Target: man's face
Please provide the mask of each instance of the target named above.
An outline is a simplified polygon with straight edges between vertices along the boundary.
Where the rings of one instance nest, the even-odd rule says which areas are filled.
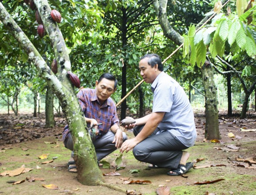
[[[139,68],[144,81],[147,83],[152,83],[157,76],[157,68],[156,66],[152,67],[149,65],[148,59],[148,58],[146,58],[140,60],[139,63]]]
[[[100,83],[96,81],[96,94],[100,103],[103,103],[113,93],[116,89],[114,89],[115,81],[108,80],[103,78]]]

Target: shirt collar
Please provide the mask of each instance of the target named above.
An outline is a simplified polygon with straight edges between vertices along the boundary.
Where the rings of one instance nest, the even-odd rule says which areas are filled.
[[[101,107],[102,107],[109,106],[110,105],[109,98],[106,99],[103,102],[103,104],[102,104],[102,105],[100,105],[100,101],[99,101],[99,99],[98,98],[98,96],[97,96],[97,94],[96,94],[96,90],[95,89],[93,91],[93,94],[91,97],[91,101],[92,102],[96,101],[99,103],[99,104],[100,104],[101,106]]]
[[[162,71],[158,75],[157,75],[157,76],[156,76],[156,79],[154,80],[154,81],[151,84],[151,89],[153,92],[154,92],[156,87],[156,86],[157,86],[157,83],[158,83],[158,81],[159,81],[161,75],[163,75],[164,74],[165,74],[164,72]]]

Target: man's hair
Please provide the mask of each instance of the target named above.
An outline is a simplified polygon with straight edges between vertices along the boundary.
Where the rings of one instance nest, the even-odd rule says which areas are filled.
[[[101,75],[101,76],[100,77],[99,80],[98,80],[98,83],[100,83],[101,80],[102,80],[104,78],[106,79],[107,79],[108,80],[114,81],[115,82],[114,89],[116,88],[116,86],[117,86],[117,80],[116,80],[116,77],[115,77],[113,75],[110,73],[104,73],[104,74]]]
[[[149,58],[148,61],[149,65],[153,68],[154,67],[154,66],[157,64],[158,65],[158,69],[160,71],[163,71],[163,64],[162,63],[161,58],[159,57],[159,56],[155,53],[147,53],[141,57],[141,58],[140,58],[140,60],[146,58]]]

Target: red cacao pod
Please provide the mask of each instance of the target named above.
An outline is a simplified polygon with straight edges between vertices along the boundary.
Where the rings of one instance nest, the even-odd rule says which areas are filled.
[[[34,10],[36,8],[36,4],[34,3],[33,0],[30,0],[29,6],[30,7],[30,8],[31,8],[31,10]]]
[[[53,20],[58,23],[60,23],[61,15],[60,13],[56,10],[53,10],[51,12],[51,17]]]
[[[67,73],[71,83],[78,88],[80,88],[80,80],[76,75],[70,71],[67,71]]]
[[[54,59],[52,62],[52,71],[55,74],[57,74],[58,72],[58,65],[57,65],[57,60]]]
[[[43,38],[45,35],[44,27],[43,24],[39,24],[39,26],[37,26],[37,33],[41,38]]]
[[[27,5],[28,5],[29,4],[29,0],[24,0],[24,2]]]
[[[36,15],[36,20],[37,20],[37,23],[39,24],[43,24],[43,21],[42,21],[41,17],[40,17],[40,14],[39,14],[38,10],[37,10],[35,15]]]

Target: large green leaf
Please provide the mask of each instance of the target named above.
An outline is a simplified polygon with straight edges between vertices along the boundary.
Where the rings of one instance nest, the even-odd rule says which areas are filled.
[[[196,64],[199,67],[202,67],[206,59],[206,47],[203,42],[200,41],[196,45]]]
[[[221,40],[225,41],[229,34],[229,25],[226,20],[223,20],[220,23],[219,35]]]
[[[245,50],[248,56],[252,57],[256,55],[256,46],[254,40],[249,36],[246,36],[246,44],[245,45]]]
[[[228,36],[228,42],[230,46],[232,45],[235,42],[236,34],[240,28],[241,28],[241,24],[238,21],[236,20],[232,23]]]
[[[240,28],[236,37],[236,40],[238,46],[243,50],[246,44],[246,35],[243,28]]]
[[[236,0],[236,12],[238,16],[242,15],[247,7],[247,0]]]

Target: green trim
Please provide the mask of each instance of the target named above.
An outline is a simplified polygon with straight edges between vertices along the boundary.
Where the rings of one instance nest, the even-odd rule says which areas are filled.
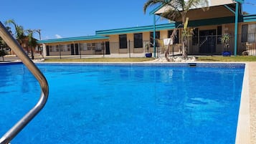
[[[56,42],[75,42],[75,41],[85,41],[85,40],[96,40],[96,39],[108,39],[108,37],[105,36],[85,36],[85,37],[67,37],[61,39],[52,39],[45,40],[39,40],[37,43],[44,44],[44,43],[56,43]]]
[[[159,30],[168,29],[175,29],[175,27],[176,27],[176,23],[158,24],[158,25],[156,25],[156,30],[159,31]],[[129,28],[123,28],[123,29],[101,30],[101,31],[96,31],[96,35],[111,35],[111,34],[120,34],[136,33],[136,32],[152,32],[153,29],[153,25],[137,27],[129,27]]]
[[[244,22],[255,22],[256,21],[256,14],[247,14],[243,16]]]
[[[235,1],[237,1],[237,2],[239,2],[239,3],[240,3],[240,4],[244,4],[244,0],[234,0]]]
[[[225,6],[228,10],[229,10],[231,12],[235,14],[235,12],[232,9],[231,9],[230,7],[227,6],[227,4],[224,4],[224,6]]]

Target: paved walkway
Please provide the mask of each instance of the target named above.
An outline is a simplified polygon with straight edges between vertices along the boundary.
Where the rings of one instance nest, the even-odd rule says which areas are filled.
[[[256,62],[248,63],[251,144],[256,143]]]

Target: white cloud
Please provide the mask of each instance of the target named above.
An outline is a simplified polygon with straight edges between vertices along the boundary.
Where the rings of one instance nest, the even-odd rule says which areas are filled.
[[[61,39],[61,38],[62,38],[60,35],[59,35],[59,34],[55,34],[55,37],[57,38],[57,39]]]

───

Rewrite all the lines above as a numbered list, omitting blank lines and leaving the pictures out.

WORKED ANSWER:
1. Target: man's face
2. Please provide the mask of each instance of the target named above.
3. An outline is a simplified polygon with straight edges between vertices along the boundary.
4. Where the rings of one instance nest, the even-odd rule says which areas are filled.
5. [[[139,68],[144,81],[147,83],[152,83],[157,76],[157,68],[156,66],[152,67],[149,65],[148,59],[148,58],[146,58],[140,60],[139,63]]]
6. [[[100,83],[96,81],[96,94],[100,103],[103,103],[113,93],[116,89],[114,89],[115,81],[108,80],[103,78]]]
7. Target: shirt collar
8. Please provide the mask of each instance of the target named above.
9. An outline is a simplified polygon with straight edges between vertices along the boundary.
10. Where the rings of one instance nest, the even-odd rule says which areas are filled.
11. [[[101,107],[102,107],[109,106],[110,105],[109,98],[106,99],[103,102],[103,104],[102,104],[102,105],[100,105],[100,101],[99,101],[99,99],[98,98],[98,96],[97,96],[97,94],[96,94],[96,90],[95,89],[93,91],[93,94],[91,97],[91,101],[92,102],[96,101],[99,103],[99,104],[100,104],[101,106]]]
12. [[[162,71],[158,75],[157,75],[157,76],[156,76],[156,79],[154,80],[154,81],[151,84],[151,89],[153,92],[154,92],[156,87],[156,86],[157,86],[157,83],[158,83],[158,81],[159,81],[161,75],[163,75],[164,74],[165,74],[164,72]]]
13. Target: man's hair
14. Please provide the mask of each instance of the target named above.
15. An outline is a simplified polygon with straight edges between vertices along the boundary.
16. Where the rings of one instance nest, the even-odd rule says which areas are filled.
17. [[[101,75],[101,76],[100,77],[99,80],[98,80],[98,83],[100,83],[101,80],[102,80],[104,78],[106,79],[107,79],[108,80],[114,81],[115,82],[114,89],[116,88],[116,86],[117,86],[117,80],[116,80],[116,77],[115,77],[113,75],[110,73],[104,73],[104,74]]]
18. [[[149,58],[148,61],[149,65],[153,68],[154,67],[154,66],[157,64],[158,65],[158,69],[160,71],[163,71],[163,64],[162,63],[161,58],[159,57],[159,56],[155,53],[147,53],[141,57],[141,58],[140,58],[140,60],[146,58]]]
19. Target: red cacao pod
20. Please provide the mask of each instance of the target named above.
21. An outline is a simplified polygon with straight edges between vertices along the boundary.
22. Where the rings of one instance nest, the even-odd rule says which areas are filled.
23. [[[34,10],[36,8],[36,4],[34,3],[33,0],[30,0],[29,6],[30,7],[30,8],[31,8],[31,10]]]
24. [[[53,20],[58,23],[60,23],[61,15],[60,13],[56,10],[53,10],[51,12],[51,17]]]
25. [[[67,73],[71,83],[78,88],[80,88],[80,80],[76,75],[70,71],[67,71]]]
26. [[[54,59],[52,62],[52,71],[55,74],[57,74],[58,72],[58,65],[57,65],[57,60]]]
27. [[[43,38],[45,35],[44,27],[43,24],[39,24],[39,26],[37,26],[37,33],[41,38]]]
28. [[[27,5],[28,5],[29,4],[29,0],[24,0],[24,2]]]
29. [[[36,15],[36,20],[37,20],[37,23],[39,24],[43,24],[43,21],[42,21],[41,17],[40,17],[40,14],[39,14],[38,10],[37,10],[35,15]]]
30. Target: large green leaf
31. Please provide the mask of each instance of the target named above.
32. An outline is a simplified polygon with straight edges between vertices along the boundary.
33. Where the rings of one instance nest, the even-odd rule says which areas are filled.
34. [[[196,64],[199,67],[202,67],[206,59],[206,47],[203,42],[200,41],[196,45]]]
35. [[[221,40],[225,41],[229,34],[229,25],[226,20],[223,20],[220,23],[219,35]]]
36. [[[245,50],[248,56],[252,57],[256,55],[256,46],[254,40],[249,36],[246,36],[246,44],[245,45]]]
37. [[[228,36],[228,42],[230,46],[232,45],[235,42],[236,34],[240,28],[241,28],[241,24],[238,21],[236,20],[232,23]]]
38. [[[240,28],[236,37],[236,40],[238,46],[243,50],[246,44],[246,35],[243,28]]]
39. [[[236,0],[236,12],[238,16],[242,15],[247,7],[247,0]]]
40. Target: green trim
41. Please provide the mask of each instance of the target named above.
42. An outline is a simplified polygon with straight edges between vertices along the boundary.
43. Where the rings of one instance nest, the even-odd rule says which areas are filled.
44. [[[56,42],[75,42],[75,41],[85,41],[85,40],[96,40],[96,39],[108,39],[108,37],[105,36],[85,36],[85,37],[67,37],[61,39],[52,39],[45,40],[39,40],[37,43],[44,44],[44,43],[56,43]]]
45. [[[159,30],[168,29],[175,29],[175,27],[176,27],[176,23],[158,24],[158,25],[156,25],[156,30],[159,31]],[[129,28],[123,28],[123,29],[101,30],[101,31],[96,31],[96,35],[111,35],[111,34],[120,34],[136,33],[136,32],[152,32],[153,29],[153,25],[137,27],[129,27]]]
46. [[[244,22],[255,22],[256,21],[256,14],[247,14],[243,16]]]
47. [[[235,1],[237,1],[237,2],[239,2],[239,3],[240,3],[240,4],[244,4],[244,0],[234,0]]]
48. [[[225,6],[228,10],[229,10],[231,12],[235,14],[235,12],[232,9],[231,9],[230,7],[227,6],[227,4],[224,4],[224,6]]]
49. Target: paved walkway
50. Please provide the mask of each instance of the target named above.
51. An outline is a simplified polygon with straight edges between vertices along the boundary.
52. Where the rings of one instance nest, the even-odd rule says which areas are filled.
53. [[[256,62],[248,63],[251,144],[256,143]]]
54. Target: white cloud
55. Please provide the mask of each instance of the target named above.
56. An outline is a simplified polygon with straight edges between vertices along the boundary.
57. Where the rings of one instance nest, the even-odd rule says which areas are filled.
58. [[[61,39],[61,38],[62,38],[60,35],[59,35],[59,34],[55,34],[55,37],[57,38],[57,39]]]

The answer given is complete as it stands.